Retype the passage on device communication protocols, from "According to this" to "protocol, ultra-wideband (UWB)", inclusive.

● PROVIDED TEXT:

== Segment start ==

According to this example, remote device 106 can communicate with
implantable device 108 (and vice versa), using another type of
communication protocol that may provide for communication over
greater distances than NFC protocol or provide other advantages
(such as increased security). Other communication protocol that can
be employed by remote device 106 to communicate with implantable
device 108 (and vice versa) can include but are not limited to,
BLUETOOTH.RTM. technology based protocol (e.g., BTLE protocol),
infrared data association (IrDA) protocol, ultra-wideband (UWB)
standard protocol, radio frequency (RF) communication protocols,
near-field inductive communication protocols, or other proprietary
and non-proprietary communication protocols. In another example,
remote device 106 can communicate with server 102 using LAN or a
wide area network (WAN) such as the Internet. Accordingly, networks
104 can include various wired and wireless networks including but
not limited to: cellular networks, wide area networks (WAD, e.g.,
the Internet), local area networks (LAN), and personal area
networks (PAN).

== Segment end ==

● DATASET CONTENT:
== Segment start ==

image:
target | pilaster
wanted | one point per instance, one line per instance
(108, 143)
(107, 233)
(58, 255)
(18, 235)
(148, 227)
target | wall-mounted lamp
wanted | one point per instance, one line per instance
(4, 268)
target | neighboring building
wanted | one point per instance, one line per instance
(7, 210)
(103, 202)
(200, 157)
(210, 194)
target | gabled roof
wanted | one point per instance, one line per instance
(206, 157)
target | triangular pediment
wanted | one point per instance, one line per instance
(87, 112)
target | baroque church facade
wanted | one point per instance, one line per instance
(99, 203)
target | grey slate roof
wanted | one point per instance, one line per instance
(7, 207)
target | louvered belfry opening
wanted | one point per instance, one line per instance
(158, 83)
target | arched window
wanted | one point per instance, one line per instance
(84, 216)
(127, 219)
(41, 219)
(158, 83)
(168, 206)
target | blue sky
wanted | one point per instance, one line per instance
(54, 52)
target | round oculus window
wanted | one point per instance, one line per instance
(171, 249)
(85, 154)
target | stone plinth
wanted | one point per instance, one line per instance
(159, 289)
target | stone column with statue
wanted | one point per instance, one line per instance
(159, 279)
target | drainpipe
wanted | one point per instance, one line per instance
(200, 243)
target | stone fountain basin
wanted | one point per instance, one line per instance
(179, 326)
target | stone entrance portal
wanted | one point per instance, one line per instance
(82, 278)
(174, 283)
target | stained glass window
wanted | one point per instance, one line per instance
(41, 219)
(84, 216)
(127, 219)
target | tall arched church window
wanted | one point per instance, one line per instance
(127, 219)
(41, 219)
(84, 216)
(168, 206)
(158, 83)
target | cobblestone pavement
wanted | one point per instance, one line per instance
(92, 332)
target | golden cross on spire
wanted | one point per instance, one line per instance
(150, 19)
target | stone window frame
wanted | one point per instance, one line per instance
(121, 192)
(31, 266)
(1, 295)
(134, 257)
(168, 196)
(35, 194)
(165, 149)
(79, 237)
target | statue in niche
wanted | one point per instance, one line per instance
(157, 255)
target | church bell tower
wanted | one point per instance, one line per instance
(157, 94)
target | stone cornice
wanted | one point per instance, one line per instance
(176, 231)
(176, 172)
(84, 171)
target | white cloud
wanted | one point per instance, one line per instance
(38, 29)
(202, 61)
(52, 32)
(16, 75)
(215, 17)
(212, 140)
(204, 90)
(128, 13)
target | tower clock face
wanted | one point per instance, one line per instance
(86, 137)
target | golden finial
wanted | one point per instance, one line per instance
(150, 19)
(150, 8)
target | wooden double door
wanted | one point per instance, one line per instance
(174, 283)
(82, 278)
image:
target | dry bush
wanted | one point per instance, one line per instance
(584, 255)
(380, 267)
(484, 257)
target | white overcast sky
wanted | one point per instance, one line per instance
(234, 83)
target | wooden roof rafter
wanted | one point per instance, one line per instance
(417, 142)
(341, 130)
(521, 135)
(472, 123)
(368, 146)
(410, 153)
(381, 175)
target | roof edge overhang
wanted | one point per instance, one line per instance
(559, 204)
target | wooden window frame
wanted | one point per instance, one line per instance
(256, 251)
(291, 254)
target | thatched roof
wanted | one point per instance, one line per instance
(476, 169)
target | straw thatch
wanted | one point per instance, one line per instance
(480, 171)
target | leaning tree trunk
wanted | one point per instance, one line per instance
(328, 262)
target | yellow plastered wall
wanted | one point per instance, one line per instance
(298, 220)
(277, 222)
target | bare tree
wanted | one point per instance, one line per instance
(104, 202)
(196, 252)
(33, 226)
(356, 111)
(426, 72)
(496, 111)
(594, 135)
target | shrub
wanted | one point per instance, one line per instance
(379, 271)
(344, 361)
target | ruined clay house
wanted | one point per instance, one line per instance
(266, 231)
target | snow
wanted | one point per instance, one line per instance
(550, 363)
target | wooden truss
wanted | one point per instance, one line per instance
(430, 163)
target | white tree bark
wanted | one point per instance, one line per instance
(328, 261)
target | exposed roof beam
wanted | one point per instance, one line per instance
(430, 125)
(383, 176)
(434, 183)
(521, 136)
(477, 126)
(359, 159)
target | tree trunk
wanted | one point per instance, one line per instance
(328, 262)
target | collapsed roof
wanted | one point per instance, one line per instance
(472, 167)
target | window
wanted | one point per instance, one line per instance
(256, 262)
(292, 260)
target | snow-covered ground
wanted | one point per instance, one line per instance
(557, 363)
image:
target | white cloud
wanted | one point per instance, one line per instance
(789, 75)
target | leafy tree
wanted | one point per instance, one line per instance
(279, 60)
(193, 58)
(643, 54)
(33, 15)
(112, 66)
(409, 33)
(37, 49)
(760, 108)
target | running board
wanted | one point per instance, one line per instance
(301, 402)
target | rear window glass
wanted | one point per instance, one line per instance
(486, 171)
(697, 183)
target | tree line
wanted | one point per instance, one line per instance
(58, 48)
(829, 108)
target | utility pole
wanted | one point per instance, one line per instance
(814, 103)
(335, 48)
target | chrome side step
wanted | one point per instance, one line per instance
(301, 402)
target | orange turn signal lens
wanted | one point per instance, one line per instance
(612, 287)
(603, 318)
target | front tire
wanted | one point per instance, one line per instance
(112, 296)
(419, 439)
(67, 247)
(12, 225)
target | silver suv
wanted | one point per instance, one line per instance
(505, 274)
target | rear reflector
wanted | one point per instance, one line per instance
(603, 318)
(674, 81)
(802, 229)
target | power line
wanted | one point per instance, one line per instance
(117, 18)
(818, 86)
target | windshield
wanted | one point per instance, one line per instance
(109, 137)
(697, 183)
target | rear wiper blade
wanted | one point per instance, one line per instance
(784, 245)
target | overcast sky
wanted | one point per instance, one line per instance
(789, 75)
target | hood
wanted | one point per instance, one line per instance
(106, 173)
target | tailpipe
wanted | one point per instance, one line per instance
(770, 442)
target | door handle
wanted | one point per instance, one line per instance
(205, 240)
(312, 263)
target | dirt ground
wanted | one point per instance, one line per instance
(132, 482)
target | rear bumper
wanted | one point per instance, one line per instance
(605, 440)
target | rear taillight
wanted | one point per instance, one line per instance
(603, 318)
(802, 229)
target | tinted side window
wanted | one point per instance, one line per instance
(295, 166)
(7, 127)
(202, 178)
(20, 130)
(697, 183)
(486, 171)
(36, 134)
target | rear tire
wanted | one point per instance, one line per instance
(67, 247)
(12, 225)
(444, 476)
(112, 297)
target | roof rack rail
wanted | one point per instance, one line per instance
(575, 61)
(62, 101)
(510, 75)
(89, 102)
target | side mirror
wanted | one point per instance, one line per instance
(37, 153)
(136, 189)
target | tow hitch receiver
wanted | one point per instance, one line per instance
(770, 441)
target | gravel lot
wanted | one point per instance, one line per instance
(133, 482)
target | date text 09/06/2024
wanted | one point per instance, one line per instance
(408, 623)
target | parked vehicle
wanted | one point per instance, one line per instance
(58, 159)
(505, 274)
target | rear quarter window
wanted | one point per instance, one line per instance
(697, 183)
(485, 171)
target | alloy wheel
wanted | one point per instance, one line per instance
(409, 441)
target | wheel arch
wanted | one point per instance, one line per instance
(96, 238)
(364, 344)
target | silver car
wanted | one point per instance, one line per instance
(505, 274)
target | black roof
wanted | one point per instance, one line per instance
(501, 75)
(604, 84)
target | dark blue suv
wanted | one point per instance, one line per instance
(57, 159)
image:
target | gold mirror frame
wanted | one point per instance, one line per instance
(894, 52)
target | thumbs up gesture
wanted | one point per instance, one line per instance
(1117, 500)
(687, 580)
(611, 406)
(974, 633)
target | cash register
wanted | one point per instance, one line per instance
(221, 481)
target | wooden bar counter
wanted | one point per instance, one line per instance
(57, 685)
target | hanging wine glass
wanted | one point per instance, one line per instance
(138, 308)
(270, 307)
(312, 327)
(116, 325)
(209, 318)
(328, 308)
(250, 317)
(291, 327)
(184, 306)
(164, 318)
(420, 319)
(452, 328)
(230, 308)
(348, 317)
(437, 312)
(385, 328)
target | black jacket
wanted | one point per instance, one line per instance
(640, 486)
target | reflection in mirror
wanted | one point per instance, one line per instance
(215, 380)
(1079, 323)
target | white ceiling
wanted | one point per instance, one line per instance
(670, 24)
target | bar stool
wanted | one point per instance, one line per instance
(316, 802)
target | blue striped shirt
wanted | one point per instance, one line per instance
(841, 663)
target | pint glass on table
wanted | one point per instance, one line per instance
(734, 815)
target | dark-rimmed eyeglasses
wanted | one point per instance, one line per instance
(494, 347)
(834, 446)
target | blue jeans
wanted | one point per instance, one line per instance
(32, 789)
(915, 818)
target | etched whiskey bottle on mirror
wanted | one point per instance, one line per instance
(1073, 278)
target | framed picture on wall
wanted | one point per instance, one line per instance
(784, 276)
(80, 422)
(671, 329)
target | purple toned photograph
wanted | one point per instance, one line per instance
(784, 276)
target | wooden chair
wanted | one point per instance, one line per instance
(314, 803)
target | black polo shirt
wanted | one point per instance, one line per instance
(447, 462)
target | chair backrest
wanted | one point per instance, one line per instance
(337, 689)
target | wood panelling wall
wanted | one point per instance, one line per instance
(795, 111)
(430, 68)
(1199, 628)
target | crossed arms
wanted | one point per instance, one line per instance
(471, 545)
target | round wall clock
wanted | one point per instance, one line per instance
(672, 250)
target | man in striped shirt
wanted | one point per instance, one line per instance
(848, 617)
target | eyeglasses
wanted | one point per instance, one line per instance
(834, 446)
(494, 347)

== Segment end ==

● OUTPUT OF THE TASK:
According to this example, remote device 106 can communicate with
implantable device 108 (and vice versa), using another type of
communication protocol that may provide for communication over
greater distances than NFC protocol or provide other advantages
(such as increased security). Other communication protocol that can
be employed by remote device 106 to communicate with implantable
device 108 (and vice versa) can include but are not limited to,
BLUETOOTH.RTM. technology based protocol (e.g., BTLE protocol),
infrared data association (IrDA) protocol, ultra-wideband (UWB)